*Records*:
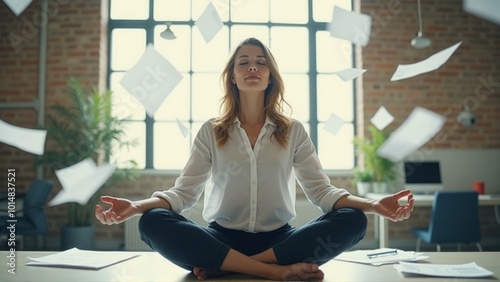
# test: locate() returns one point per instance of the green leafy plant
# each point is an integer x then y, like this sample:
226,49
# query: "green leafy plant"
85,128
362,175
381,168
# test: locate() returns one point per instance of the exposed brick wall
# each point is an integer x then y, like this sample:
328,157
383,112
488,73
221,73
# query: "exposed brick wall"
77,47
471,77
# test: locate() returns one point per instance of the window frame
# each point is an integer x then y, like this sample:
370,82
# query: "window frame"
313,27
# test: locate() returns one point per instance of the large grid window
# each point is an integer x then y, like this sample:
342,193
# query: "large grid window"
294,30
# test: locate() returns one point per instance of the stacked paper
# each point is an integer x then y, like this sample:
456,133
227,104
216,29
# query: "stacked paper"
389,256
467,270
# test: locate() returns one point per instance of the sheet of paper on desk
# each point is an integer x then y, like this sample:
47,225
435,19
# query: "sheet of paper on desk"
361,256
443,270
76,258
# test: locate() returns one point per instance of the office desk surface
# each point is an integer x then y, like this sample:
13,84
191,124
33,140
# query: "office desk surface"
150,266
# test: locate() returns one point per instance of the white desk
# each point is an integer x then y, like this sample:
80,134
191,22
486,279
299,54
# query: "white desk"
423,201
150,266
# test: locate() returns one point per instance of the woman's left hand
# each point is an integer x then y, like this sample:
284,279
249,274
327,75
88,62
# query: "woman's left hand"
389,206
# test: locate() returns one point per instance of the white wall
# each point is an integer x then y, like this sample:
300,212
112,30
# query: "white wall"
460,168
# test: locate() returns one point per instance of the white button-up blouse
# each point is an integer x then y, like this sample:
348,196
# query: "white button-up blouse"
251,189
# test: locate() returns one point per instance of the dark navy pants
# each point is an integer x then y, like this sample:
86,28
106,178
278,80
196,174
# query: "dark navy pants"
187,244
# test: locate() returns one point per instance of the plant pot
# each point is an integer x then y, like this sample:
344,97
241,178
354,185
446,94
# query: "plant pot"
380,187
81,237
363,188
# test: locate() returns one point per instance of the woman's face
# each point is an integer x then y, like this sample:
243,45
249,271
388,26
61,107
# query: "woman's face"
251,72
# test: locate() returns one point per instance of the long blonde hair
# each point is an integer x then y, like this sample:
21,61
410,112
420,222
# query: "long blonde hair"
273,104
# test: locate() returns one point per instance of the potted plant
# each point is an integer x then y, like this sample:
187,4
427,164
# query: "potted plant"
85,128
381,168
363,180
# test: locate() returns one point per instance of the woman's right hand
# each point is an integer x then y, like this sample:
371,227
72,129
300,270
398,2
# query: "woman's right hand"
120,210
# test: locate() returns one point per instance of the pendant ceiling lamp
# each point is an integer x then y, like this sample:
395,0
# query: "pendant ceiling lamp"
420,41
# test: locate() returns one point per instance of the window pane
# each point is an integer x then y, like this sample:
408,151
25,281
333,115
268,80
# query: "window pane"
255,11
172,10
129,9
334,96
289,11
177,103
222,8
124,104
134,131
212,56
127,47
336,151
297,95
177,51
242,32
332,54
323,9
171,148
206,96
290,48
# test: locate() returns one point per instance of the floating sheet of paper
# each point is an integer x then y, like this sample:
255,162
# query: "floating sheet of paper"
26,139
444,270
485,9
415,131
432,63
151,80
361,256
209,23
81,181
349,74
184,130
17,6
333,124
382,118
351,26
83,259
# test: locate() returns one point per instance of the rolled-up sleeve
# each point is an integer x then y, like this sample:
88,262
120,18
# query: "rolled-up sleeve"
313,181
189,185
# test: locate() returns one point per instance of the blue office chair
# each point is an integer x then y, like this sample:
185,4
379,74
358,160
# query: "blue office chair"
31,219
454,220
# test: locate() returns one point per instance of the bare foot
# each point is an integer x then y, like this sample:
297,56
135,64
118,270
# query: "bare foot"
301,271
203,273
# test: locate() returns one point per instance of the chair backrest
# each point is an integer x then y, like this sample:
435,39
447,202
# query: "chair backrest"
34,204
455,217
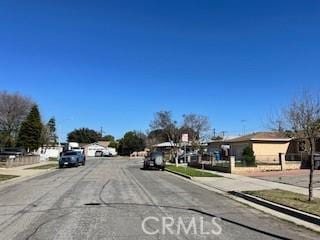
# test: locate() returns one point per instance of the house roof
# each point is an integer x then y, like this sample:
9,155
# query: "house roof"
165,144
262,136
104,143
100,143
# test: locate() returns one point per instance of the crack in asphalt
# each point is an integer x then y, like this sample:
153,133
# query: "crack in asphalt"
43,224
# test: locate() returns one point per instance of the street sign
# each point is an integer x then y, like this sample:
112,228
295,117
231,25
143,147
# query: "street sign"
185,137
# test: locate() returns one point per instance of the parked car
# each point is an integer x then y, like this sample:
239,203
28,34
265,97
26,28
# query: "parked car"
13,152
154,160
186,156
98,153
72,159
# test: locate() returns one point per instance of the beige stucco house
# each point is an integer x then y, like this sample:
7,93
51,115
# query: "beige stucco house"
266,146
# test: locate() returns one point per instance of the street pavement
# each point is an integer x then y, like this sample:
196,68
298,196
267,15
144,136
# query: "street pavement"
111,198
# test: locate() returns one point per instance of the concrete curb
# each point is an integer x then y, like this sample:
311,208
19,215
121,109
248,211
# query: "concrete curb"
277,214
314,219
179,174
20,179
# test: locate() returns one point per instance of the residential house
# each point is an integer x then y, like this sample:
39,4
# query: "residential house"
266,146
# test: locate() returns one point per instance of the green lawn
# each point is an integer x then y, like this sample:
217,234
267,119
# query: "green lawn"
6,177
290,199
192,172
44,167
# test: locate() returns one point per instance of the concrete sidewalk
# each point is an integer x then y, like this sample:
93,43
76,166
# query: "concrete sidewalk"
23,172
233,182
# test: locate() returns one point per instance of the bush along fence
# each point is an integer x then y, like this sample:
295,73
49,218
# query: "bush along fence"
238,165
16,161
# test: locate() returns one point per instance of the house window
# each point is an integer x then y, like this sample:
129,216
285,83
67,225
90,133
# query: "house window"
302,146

*Do this*:
Rewrite the entire listing above as a JSON array of strings, one string per line, omitting blank lines. Leave out the pictures.

*Result of the exercise*:
[
  "# test: locate() returns one point per instance of the green leafy plant",
  "# each point is an integer x then y, like this sample:",
  "226,49",
  "# query: \"green leafy plant\"",
  "85,128",
  "362,175",
  "381,168",
  "# test: locate() returns one point per instance of the exposed brick wall",
  "# each point is an integer x then y, like this sample:",
  "328,157",
  "383,112",
  "488,73",
  "221,73",
  "# query: \"exposed brick wall\"",
  "77,47",
  "471,77",
  "# test: locate() returns one point per instance of the window frame",
  "# each point is an integer x then y, like this sample:",
  "370,82",
  "# query: \"window frame\"",
  "313,27",
  "# test: locate() returns one point per instance of the large grid window",
  "# each point is an integer x then y, like this sample:",
  "342,193",
  "# query: \"large grid window\"",
  "294,30",
  "# test: locate() returns one point per instance of the stacked paper",
  "# each point is an integer x then y, like this sample:",
  "456,133",
  "227,104",
  "216,29",
  "# query: \"stacked paper\"",
  "389,256",
  "467,270",
  "# test: locate() returns one point per instance of the sheet of paper on desk",
  "# each point is an integer x then y, like this sample:",
  "47,225",
  "435,19",
  "# query: \"sheet of paper on desk\"",
  "361,256",
  "443,270",
  "76,258",
  "# test: locate() returns one point per instance of the office desk surface",
  "# each point is an integer x then y, like this sample:",
  "13,84",
  "191,124",
  "33,140",
  "# query: \"office desk surface\"",
  "150,266",
  "# test: locate() returns one point per instance of the white desk",
  "# each point is an integer x then y, like this sample:",
  "80,134",
  "191,22",
  "486,279",
  "299,54",
  "# query: \"white desk\"",
  "423,201",
  "150,266",
  "# test: locate() returns one point per instance of the woman's left hand",
  "# each point is an integer x then y, like this sample:",
  "284,279",
  "249,274",
  "327,75",
  "88,62",
  "# query: \"woman's left hand\"",
  "389,206",
  "# test: locate() returns one point per instance of the white wall",
  "# each point is an integer x then y, like this sample:",
  "300,212",
  "112,30",
  "# query: \"white wall\"",
  "460,168",
  "# test: locate() returns one point per instance of the white button-up blouse",
  "# each point is an integer x then y, like this sample:",
  "348,196",
  "# query: \"white button-up blouse\"",
  "251,189",
  "# test: locate() returns one point per instance of the dark navy pants",
  "# each point is an integer x then y, like this sample:",
  "86,28",
  "106,178",
  "278,80",
  "196,174",
  "# query: \"dark navy pants\"",
  "187,244",
  "# test: locate() returns one point per instance of the plant pot",
  "# each point is an integer x then y, like this sample:",
  "344,97",
  "241,178",
  "354,185",
  "446,94",
  "# query: \"plant pot\"",
  "380,187",
  "81,237",
  "363,188",
  "# test: locate() returns one point per instance of the woman's face",
  "# each point is an integer x then y, like this sample:",
  "243,45",
  "249,271",
  "388,26",
  "61,107",
  "# query: \"woman's face\"",
  "251,72",
  "# test: locate() returns one point per instance of the long blonde hair",
  "# each point is an integer x then y, like this sample:",
  "21,61",
  "410,112",
  "420,222",
  "# query: \"long blonde hair\"",
  "273,104",
  "# test: locate() returns one point per instance of the potted plant",
  "# each point is an integer x then y, like this sample:",
  "187,4",
  "427,164",
  "# query: \"potted plant\"",
  "85,128",
  "381,168",
  "363,180",
  "# test: locate() returns one point per instance of the woman's right hand",
  "# each point is an integer x then y, like this sample:",
  "371,227",
  "72,129",
  "300,270",
  "398,2",
  "# query: \"woman's right hand\"",
  "120,210",
  "# test: locate() returns one point per instance of the pendant ceiling lamp",
  "# each point is an integer x then y, like this sample:",
  "395,0",
  "# query: \"pendant ceiling lamp\"",
  "420,41",
  "# test: locate() returns one point per instance of the window pane",
  "# each point is an integer x then y, like this sample:",
  "408,151",
  "25,281",
  "333,115",
  "268,80",
  "# query: \"window pane\"",
  "255,11",
  "172,10",
  "129,9",
  "334,96",
  "289,11",
  "177,103",
  "222,8",
  "124,104",
  "134,131",
  "212,56",
  "127,47",
  "336,151",
  "297,95",
  "177,51",
  "242,32",
  "332,54",
  "323,9",
  "171,148",
  "206,96",
  "290,48",
  "# test: locate() returns one point per instance of the floating sheet of paper",
  "# each point is an integer x then y, like this sample:",
  "255,162",
  "# query: \"floating sheet of paper\"",
  "26,139",
  "444,270",
  "485,9",
  "415,131",
  "432,63",
  "151,80",
  "361,256",
  "209,23",
  "81,181",
  "349,74",
  "184,130",
  "17,6",
  "333,124",
  "382,118",
  "351,26",
  "83,259",
  "# test: locate() returns one point per instance of the rolled-up sleeve",
  "# each point is an integer x then y, like this sample:",
  "88,262",
  "120,18",
  "# query: \"rolled-up sleeve\"",
  "313,181",
  "189,185",
  "# test: locate() returns one point per instance of the blue office chair",
  "# each point is an integer x then y, like this sample:",
  "185,4",
  "379,74",
  "358,160",
  "# query: \"blue office chair\"",
  "31,219",
  "454,220",
  "# test: locate() returns one point per instance of the bare foot",
  "# each point is an integer x then y, like this sample:",
  "297,56",
  "135,64",
  "118,270",
  "# query: \"bare foot\"",
  "301,271",
  "203,273",
  "# test: locate() returns one point per instance of the chair backrest",
  "# each point is an integer x then y, like this sample:",
  "435,39",
  "447,202",
  "# query: \"chair backrest\"",
  "34,204",
  "455,217",
  "# test: locate() returns one point per instance of the house roof",
  "# each point is an integer x then y, like this sample:",
  "9,155",
  "# query: \"house roof\"",
  "165,144",
  "262,136",
  "104,143",
  "100,143",
  "# test: locate() returns one point per instance of the crack in asphalt",
  "# each point is an integer x then y, like this sample:",
  "153,133",
  "# query: \"crack in asphalt\"",
  "43,224",
  "# test: locate() returns one point per instance of the street sign",
  "# each point is an integer x then y, like this sample:",
  "112,228",
  "295,117",
  "231,25",
  "143,147",
  "# query: \"street sign\"",
  "185,137",
  "# test: locate() returns one point per instance of the parked car",
  "# each point is an integer x then y, like this sample:",
  "239,203",
  "28,34",
  "265,97",
  "26,28",
  "# query: \"parked car\"",
  "13,152",
  "154,160",
  "186,156",
  "98,153",
  "72,159",
  "# test: locate() returns one point per instance of the beige stucco house",
  "# each point is an integer x then y, like this sample:",
  "7,93",
  "51,115",
  "# query: \"beige stucco house\"",
  "266,146",
  "# test: locate() returns one point per instance of the street pavement",
  "# each point is an integer x then y, like this sample:",
  "196,68",
  "298,196",
  "267,15",
  "144,136",
  "# query: \"street pavement\"",
  "111,198",
  "# test: locate() returns one point per instance of the concrete curb",
  "# each point is an integer x then y, like this sample:",
  "311,208",
  "19,215",
  "121,109",
  "248,211",
  "# query: \"concrete curb\"",
  "277,214",
  "314,219",
  "179,174",
  "20,179",
  "# test: locate() returns one point per instance of the residential house",
  "# each point is an integer x then y, like this sample:",
  "39,4",
  "# query: \"residential house\"",
  "266,146",
  "# test: locate() returns one point per instance of the green lawn",
  "# each point is an integer x then y, like this sample:",
  "217,234",
  "267,119",
  "# query: \"green lawn\"",
  "6,177",
  "290,199",
  "192,172",
  "44,167",
  "# test: locate() returns one point per instance of the concrete sidewalk",
  "# each point is an integer x then y, like this sample:",
  "93,43",
  "76,166",
  "# query: \"concrete sidewalk\"",
  "23,172",
  "233,182",
  "# test: locate() returns one point per instance of the bush along fence",
  "# each point is an integer x then y, like this sample:",
  "295,73",
  "49,218",
  "# query: \"bush along fence\"",
  "238,165",
  "16,161",
  "# test: locate() returns one point per instance of the house window",
  "# each point is an integer x then y, like this sample:",
  "129,216",
  "285,83",
  "67,225",
  "90,133",
  "# query: \"house window\"",
  "302,146"
]